TRAVAIL À EFFECTUER - Recopiez fidèlement le passage de l'article sur Ryanair, de « L’ancienne entreprise d’Erik » à « Zepplin Aviation Limited. ».
======== PASSAGE DU TEXTE
Tout est donc fait pour protéger Ryanair. Pourtant, de fait, Erik Fengler a travaillé exclusivement pour Ryanair de septembre 2011 à la date de son départ, en mai 2013, et ce, onze mois sur douze, comme l’y obligeait le contrat. Il recevait même un tableau de service.
Conseiller fiscal pour pilotes prestataires
« Dans un document fourni avec le contrat, la liste des “questions fréquemment posées”, il était aussi écrit que je devais choisir un conseiller fiscal parmi une liste donnée de noms. J’en ai contacté un, qui m’a envoyé des documents que je devais signer, selon lesquels j’étais directeur d’une firme enregistrée en Irlande. » C’est de cette firme qu’Erik Fengler, alors âgé de 20 ans, reçoit son salaire.
L’ancienne entreprise d’Erik Fengler, Logic Aviation Limited, est toujours inscrite au registre du commerce irlandais. Elle est enregistrée à deux pas de l’aéroport de Dublin. Aux côtés de plus de 300 d’entreprises qui contiennent “Aviation” dans leur nom et qui sont enregistrées exactement à la même adresse. Elles s’appellent Acceleration Aviation Limited, Achilles Aviation Limited, Adonis Aviation Limited… et suivent l’ordre de l’alphabet sur le même modèle jusqu’à Xenon Aviation Limited ou Zepplin Aviation Limited.
Pourquoi un fonctionnement si compliqué pour faire travailler les pilotes de Ryanair ? « Au début, j’ai simplement pensé que tout le monde faisait comme ça à Ryanair. J’avais appris le métier de pilote, pas le droit fiscal, encore moins celui d’Irlande », témoigne Erik Fengler. Le jeune pilote signe donc, suit l’entrainement – payant – pour pouvoir piloter les appareils de la compagnie, et commence à voler depuis un aéroport allemand, Weeze. Peu après, il tombe malade, et découvre alors qu’il n’a pas d’assurance maladie, ni en Allemagne, où il est stationné, ni en Irlande, où son entreprise est enregistrée. (...)
================
======== DONNÉES BRUTES
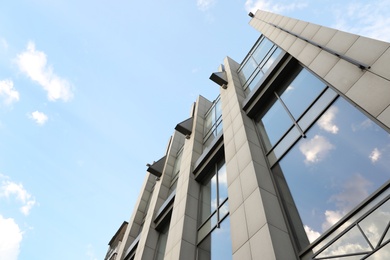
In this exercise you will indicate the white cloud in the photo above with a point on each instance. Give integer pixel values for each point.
(311, 234)
(39, 117)
(34, 64)
(271, 6)
(315, 149)
(10, 239)
(8, 92)
(375, 155)
(204, 5)
(91, 252)
(4, 43)
(364, 18)
(326, 122)
(366, 124)
(10, 189)
(354, 190)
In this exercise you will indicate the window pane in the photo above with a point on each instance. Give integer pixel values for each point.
(253, 83)
(247, 70)
(209, 199)
(301, 92)
(162, 242)
(218, 244)
(208, 122)
(271, 60)
(275, 124)
(342, 161)
(206, 227)
(222, 179)
(262, 50)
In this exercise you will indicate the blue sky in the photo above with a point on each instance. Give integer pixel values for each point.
(90, 92)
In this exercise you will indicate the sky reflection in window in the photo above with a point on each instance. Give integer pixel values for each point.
(344, 158)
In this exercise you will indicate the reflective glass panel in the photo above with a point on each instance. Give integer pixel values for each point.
(207, 227)
(374, 225)
(247, 70)
(222, 179)
(218, 244)
(209, 198)
(162, 242)
(262, 50)
(301, 92)
(343, 159)
(271, 60)
(383, 253)
(275, 123)
(352, 242)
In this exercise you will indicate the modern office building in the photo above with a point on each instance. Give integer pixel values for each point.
(290, 161)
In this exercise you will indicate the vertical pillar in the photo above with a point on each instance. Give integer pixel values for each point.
(182, 242)
(258, 228)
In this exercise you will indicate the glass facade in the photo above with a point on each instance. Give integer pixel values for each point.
(176, 170)
(326, 156)
(257, 63)
(214, 226)
(213, 123)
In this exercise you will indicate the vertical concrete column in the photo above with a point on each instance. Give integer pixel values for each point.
(181, 243)
(149, 237)
(135, 222)
(258, 228)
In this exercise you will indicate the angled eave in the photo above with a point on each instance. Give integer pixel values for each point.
(219, 77)
(185, 127)
(157, 167)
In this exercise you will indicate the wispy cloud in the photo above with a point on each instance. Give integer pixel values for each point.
(8, 92)
(311, 234)
(315, 149)
(354, 190)
(39, 117)
(91, 252)
(273, 6)
(9, 189)
(375, 155)
(4, 44)
(366, 124)
(205, 5)
(34, 64)
(326, 122)
(364, 18)
(10, 238)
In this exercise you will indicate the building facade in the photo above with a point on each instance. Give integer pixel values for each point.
(290, 161)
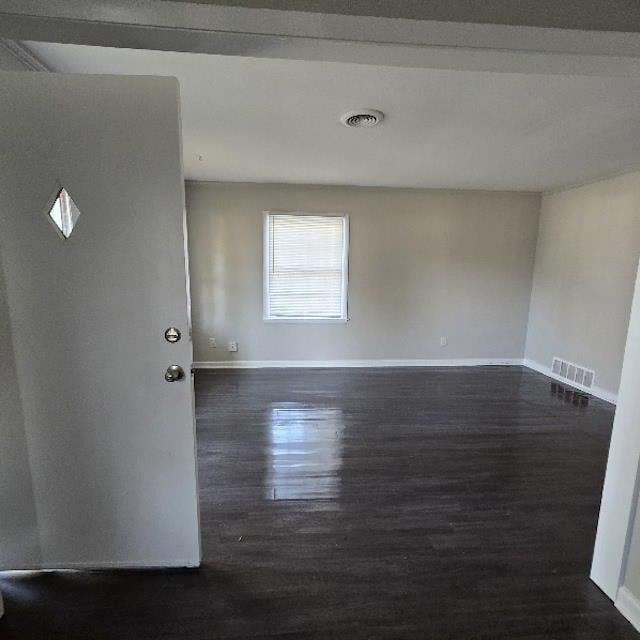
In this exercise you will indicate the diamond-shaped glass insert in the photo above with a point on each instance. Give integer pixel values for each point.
(64, 213)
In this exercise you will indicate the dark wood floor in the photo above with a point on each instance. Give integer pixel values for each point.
(374, 503)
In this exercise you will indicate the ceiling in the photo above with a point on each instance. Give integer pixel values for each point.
(264, 120)
(613, 15)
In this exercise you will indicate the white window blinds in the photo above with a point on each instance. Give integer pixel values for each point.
(305, 267)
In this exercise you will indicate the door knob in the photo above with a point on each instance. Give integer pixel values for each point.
(174, 373)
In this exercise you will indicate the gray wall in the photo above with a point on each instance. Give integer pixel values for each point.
(585, 270)
(18, 527)
(632, 569)
(423, 264)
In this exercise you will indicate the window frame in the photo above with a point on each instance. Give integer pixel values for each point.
(344, 314)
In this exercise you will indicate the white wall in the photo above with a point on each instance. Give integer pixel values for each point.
(619, 492)
(423, 264)
(585, 268)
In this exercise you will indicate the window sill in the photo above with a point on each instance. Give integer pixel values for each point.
(306, 320)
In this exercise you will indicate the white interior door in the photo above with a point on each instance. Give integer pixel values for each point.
(97, 463)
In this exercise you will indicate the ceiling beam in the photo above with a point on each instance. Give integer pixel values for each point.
(204, 28)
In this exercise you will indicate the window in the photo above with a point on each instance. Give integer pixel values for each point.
(64, 213)
(305, 267)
================
RÉSULTAT ATTENDU -
L’ancienne entreprise d’Erik Fengler, Logic Aviation Limited, est toujours inscrite au registre du commerce irlandais. Elle est enregistrée à deux pas de l’aéroport de Dublin. Aux côtés de plus de 300 d’entreprises qui contiennent “Aviation” dans leur nom et qui sont enregistrées exactement à la même adresse. Elles s’appellent Acceleration Aviation Limited, Achilles Aviation Limited, Adonis Aviation Limited… et suivent l’ordre de l’alphabet sur le même modèle jusqu’à Xenon Aviation Limited ou Zepplin Aviation Limited.